**THE INPUT:**
------------------------------------------------------------

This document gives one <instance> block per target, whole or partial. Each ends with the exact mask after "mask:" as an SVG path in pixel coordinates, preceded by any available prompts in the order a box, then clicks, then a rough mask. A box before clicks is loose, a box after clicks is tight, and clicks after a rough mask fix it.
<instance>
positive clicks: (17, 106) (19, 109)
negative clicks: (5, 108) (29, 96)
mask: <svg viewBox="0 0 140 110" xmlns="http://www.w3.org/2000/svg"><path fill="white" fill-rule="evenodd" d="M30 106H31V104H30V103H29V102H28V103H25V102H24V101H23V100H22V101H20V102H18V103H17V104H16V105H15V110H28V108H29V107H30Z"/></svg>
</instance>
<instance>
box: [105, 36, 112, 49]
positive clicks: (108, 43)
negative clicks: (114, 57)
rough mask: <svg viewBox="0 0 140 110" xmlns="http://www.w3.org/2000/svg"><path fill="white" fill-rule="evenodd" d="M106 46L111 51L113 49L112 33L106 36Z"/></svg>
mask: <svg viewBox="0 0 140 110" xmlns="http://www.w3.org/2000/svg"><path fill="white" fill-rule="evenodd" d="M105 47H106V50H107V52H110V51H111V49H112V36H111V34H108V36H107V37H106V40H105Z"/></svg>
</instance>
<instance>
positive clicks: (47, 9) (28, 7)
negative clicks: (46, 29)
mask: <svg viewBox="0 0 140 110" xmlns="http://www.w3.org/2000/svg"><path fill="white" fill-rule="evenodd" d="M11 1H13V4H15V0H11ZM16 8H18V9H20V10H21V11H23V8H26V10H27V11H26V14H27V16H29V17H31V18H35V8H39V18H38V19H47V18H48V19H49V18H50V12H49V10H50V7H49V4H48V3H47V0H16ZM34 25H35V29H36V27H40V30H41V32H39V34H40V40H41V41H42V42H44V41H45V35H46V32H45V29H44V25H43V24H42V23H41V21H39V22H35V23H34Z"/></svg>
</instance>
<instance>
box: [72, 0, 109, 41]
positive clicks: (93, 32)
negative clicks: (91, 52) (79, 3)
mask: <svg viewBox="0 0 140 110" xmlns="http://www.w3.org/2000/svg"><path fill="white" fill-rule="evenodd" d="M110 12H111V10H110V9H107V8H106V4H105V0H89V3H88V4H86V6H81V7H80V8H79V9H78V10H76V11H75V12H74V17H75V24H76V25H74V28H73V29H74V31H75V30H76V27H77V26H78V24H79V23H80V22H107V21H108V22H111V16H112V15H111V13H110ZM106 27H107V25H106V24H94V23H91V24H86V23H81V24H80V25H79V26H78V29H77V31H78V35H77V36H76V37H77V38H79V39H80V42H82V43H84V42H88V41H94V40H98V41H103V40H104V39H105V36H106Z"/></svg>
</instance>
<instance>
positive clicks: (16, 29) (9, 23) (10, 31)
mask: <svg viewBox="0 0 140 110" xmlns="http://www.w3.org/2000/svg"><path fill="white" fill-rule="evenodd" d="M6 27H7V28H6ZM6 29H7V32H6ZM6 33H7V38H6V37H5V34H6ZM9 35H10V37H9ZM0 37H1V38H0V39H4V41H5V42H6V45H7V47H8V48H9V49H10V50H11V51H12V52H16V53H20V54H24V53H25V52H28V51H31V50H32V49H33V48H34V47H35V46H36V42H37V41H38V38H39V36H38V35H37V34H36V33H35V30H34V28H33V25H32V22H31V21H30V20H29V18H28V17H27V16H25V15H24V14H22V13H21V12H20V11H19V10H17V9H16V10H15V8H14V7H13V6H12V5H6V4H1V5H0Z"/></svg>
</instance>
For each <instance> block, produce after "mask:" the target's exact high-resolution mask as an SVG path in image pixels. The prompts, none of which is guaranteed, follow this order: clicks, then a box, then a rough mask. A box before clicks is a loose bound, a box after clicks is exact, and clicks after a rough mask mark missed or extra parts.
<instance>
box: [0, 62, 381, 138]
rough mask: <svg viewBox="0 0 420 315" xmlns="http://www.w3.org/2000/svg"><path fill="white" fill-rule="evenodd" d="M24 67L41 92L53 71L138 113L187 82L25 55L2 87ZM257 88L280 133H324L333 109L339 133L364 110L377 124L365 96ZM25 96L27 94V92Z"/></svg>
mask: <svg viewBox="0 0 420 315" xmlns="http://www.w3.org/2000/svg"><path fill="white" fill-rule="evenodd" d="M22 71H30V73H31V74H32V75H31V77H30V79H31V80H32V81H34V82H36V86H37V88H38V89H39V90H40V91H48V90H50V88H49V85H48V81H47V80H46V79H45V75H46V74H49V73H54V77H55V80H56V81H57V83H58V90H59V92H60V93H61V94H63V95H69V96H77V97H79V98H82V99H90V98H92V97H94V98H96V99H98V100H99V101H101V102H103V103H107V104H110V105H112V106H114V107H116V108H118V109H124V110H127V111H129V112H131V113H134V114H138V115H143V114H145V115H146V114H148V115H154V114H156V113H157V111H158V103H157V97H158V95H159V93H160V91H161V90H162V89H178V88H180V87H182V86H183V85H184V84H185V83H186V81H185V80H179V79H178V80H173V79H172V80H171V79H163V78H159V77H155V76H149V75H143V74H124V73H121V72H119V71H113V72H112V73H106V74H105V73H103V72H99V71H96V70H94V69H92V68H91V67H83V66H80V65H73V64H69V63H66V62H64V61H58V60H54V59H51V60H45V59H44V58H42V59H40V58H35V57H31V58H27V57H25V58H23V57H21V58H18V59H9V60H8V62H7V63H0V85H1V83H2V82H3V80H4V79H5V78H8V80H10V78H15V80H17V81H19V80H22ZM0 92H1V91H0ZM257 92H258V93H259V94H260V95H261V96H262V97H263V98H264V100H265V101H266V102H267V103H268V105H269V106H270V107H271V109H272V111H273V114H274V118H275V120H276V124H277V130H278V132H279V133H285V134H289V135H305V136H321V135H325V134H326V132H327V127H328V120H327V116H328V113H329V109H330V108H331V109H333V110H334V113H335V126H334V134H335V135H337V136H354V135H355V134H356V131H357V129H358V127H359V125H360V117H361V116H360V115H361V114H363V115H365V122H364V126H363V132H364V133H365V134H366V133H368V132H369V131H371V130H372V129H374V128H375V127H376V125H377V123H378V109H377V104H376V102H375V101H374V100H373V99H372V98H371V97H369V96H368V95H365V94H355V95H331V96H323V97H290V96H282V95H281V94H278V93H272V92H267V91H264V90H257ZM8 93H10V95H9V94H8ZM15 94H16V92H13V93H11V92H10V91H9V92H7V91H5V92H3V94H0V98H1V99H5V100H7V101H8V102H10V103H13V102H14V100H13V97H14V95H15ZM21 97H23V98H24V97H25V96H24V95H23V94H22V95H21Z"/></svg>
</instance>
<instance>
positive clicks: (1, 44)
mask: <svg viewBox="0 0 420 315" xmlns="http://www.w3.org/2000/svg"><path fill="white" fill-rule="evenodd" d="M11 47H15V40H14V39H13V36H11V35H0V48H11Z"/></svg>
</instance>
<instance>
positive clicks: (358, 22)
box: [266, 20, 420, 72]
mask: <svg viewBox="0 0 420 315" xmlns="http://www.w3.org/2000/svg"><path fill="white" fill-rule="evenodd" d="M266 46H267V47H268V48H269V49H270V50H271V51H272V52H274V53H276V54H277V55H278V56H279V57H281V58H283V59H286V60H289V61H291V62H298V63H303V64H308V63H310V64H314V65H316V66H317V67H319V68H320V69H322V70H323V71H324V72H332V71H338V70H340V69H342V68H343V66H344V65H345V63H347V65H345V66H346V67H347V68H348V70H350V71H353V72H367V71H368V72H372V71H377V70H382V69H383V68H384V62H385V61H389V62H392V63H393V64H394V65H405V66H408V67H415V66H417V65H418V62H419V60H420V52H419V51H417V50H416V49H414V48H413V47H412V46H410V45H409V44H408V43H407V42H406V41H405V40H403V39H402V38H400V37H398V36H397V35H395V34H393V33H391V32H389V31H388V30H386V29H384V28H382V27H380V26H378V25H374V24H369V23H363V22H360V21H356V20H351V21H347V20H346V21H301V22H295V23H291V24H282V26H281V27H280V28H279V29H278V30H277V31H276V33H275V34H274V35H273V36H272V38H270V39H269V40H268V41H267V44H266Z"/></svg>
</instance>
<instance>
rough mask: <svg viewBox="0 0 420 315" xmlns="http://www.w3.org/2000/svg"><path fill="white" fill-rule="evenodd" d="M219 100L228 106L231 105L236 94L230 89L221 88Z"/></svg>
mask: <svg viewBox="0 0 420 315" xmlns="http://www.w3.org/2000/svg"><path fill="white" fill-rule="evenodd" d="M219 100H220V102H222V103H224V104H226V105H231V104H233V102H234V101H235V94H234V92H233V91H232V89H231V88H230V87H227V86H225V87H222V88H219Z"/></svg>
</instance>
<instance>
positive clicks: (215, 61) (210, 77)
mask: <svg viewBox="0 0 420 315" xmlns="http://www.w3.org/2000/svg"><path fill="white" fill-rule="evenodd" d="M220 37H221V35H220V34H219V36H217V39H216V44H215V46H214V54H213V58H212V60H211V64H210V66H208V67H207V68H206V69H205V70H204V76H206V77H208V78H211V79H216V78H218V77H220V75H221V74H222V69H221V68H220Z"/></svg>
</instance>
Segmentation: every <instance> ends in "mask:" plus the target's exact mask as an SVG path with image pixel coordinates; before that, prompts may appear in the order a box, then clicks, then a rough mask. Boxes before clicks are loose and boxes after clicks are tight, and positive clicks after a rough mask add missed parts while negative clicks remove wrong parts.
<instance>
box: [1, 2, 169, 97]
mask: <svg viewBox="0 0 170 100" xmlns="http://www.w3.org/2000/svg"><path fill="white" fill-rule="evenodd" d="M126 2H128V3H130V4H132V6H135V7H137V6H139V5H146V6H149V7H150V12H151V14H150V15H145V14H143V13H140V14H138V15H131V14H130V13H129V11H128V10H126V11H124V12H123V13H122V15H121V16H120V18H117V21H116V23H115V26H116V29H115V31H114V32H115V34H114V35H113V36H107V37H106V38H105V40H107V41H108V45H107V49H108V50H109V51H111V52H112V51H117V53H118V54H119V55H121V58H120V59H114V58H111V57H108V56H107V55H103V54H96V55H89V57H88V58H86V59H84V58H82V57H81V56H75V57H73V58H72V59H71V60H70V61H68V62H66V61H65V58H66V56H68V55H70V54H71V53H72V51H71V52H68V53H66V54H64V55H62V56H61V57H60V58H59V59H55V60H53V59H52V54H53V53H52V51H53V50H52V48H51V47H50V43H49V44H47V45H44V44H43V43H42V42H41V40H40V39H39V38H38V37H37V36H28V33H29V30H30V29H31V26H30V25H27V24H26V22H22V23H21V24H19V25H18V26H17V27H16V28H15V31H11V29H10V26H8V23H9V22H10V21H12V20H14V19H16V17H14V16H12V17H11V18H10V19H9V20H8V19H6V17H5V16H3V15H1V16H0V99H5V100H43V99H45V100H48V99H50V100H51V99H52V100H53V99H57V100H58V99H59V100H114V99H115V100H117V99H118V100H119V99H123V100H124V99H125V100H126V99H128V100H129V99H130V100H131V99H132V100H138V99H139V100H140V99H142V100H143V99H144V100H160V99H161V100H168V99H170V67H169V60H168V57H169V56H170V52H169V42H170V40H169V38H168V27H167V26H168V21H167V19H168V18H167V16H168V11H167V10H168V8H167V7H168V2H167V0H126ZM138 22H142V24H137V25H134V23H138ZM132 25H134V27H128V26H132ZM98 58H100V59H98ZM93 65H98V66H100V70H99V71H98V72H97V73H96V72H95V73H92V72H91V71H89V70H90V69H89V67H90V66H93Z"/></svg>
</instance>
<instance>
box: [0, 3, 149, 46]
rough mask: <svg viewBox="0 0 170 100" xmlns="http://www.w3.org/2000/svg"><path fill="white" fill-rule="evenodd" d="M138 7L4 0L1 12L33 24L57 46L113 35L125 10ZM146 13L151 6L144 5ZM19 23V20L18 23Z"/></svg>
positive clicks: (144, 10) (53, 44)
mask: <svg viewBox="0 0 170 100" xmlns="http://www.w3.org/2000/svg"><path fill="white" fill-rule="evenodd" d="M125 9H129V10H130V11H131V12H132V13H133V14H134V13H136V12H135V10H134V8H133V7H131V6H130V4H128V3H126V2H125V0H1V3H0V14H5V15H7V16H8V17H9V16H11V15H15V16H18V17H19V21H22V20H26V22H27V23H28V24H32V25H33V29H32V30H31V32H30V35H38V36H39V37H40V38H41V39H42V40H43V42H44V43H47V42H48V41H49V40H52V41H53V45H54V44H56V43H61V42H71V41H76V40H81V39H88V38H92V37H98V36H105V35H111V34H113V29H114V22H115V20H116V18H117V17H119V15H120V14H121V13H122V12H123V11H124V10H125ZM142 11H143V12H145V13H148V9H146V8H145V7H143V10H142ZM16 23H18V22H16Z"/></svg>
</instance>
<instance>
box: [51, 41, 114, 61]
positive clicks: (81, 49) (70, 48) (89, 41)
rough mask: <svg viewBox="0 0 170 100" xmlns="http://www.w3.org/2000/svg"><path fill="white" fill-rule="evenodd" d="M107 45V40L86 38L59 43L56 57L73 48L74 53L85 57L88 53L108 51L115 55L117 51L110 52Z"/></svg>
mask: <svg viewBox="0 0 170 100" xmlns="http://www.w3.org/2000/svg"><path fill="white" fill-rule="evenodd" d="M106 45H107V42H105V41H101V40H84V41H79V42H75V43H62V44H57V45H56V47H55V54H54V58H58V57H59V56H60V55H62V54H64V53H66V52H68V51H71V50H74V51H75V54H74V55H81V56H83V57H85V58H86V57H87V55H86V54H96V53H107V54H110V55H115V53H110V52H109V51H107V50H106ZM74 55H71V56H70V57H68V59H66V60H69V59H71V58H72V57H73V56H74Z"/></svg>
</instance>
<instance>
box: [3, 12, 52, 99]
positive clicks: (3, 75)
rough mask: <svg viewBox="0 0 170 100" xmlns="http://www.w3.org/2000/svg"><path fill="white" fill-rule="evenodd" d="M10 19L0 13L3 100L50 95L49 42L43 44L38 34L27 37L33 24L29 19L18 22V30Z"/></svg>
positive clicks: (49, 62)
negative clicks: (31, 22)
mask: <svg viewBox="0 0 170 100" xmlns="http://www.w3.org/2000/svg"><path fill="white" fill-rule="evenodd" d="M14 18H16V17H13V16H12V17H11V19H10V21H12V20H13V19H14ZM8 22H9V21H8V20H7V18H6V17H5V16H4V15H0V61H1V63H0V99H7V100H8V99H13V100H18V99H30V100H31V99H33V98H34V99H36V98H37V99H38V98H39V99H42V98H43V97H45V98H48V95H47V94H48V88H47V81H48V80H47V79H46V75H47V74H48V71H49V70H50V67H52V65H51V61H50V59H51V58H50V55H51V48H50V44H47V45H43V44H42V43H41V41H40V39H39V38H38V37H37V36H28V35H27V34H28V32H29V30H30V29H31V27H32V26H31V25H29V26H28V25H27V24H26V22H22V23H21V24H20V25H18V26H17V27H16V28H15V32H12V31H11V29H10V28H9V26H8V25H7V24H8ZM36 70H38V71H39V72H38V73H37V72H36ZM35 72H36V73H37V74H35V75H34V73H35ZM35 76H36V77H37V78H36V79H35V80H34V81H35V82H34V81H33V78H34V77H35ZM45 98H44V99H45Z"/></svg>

------------------------------------------------------------

**AIM OF THE EXERCISE:** Repeat the data above word for word, starting at its very beginning and ending with the line that contains "negative clicks: (5, 108) (29, 96)". Include that final line.

**ANSWER FOR THE TASK:**
This document gives one <instance> block per target, whole or partial. Each ends with the exact mask after "mask:" as an SVG path in pixel coordinates, preceded by any available prompts in the order a box, then clicks, then a rough mask. A box before clicks is loose, a box after clicks is tight, and clicks after a rough mask fix it.
<instance>
positive clicks: (17, 106) (19, 109)
negative clicks: (5, 108) (29, 96)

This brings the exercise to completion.